▸ Exercise directions
Transcribe the full listing below exactly.

# Dataset records start

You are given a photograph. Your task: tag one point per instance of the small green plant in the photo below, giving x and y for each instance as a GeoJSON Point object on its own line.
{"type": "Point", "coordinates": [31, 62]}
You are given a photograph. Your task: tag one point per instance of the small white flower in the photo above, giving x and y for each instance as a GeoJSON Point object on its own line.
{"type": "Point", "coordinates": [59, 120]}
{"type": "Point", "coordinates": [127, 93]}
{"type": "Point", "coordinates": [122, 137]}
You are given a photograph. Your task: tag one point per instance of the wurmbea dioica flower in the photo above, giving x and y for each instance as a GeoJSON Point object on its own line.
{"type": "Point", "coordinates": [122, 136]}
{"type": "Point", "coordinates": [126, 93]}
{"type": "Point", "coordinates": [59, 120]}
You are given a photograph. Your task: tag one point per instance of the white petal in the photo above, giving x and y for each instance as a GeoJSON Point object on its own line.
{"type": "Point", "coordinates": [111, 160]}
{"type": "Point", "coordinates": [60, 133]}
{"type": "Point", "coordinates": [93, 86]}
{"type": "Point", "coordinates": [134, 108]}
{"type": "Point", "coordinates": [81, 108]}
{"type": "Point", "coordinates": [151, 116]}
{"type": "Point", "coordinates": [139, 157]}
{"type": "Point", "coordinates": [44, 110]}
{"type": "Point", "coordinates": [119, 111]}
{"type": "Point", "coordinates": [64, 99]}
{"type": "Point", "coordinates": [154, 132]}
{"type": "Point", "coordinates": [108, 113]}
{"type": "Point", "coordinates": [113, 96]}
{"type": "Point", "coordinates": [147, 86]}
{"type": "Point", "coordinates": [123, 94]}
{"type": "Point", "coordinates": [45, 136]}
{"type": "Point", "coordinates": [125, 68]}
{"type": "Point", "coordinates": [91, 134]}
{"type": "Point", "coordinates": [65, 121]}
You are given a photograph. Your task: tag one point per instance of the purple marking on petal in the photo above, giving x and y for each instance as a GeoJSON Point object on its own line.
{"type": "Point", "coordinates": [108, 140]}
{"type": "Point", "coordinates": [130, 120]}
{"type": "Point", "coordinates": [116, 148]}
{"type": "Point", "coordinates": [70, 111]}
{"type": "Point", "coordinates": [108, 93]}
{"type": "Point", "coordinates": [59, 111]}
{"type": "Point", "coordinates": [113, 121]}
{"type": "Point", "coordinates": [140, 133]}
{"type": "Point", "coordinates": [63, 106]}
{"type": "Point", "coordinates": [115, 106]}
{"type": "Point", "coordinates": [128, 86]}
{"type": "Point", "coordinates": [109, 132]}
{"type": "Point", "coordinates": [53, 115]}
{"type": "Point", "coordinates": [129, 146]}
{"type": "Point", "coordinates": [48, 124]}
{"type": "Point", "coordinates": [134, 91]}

# Dataset records end

▸ Reply to the task
You are given a photograph. Your task: tag one point per instance of the small green plant in the photo below, giving x and y for each instance as a GeoJSON Point object on its own line.
{"type": "Point", "coordinates": [31, 62]}
You are given a photograph. Your task: tag one point per instance of the small white flower in the photo above, giving x and y for each instance as a GeoJSON Point object on its own line.
{"type": "Point", "coordinates": [59, 120]}
{"type": "Point", "coordinates": [127, 93]}
{"type": "Point", "coordinates": [122, 137]}
You are given a photograph. Your task: tag one point per instance of the wurmbea dioica flower in the photo above, giving x and y for each instance as a GeoJSON Point object on its own line.
{"type": "Point", "coordinates": [122, 136]}
{"type": "Point", "coordinates": [126, 93]}
{"type": "Point", "coordinates": [59, 120]}
You are given a photograph. Your task: tag one point per instance of the white petal in the photo above, giving x and y for each instance as a GeoJSON Point object on its own line.
{"type": "Point", "coordinates": [111, 160]}
{"type": "Point", "coordinates": [60, 133]}
{"type": "Point", "coordinates": [93, 86]}
{"type": "Point", "coordinates": [134, 108]}
{"type": "Point", "coordinates": [81, 108]}
{"type": "Point", "coordinates": [151, 116]}
{"type": "Point", "coordinates": [139, 157]}
{"type": "Point", "coordinates": [44, 110]}
{"type": "Point", "coordinates": [119, 111]}
{"type": "Point", "coordinates": [64, 99]}
{"type": "Point", "coordinates": [154, 132]}
{"type": "Point", "coordinates": [108, 113]}
{"type": "Point", "coordinates": [113, 96]}
{"type": "Point", "coordinates": [147, 86]}
{"type": "Point", "coordinates": [123, 94]}
{"type": "Point", "coordinates": [45, 136]}
{"type": "Point", "coordinates": [125, 68]}
{"type": "Point", "coordinates": [91, 134]}
{"type": "Point", "coordinates": [65, 121]}
You are given a photograph. Your task: tag one point per instance of the purple marking on petal in the photo above, giving x and y for each instance as a GeoJSON Point object on its own line.
{"type": "Point", "coordinates": [108, 140]}
{"type": "Point", "coordinates": [130, 120]}
{"type": "Point", "coordinates": [116, 148]}
{"type": "Point", "coordinates": [70, 111]}
{"type": "Point", "coordinates": [108, 93]}
{"type": "Point", "coordinates": [59, 111]}
{"type": "Point", "coordinates": [113, 121]}
{"type": "Point", "coordinates": [140, 133]}
{"type": "Point", "coordinates": [63, 106]}
{"type": "Point", "coordinates": [115, 106]}
{"type": "Point", "coordinates": [128, 86]}
{"type": "Point", "coordinates": [109, 132]}
{"type": "Point", "coordinates": [53, 115]}
{"type": "Point", "coordinates": [129, 146]}
{"type": "Point", "coordinates": [48, 124]}
{"type": "Point", "coordinates": [134, 91]}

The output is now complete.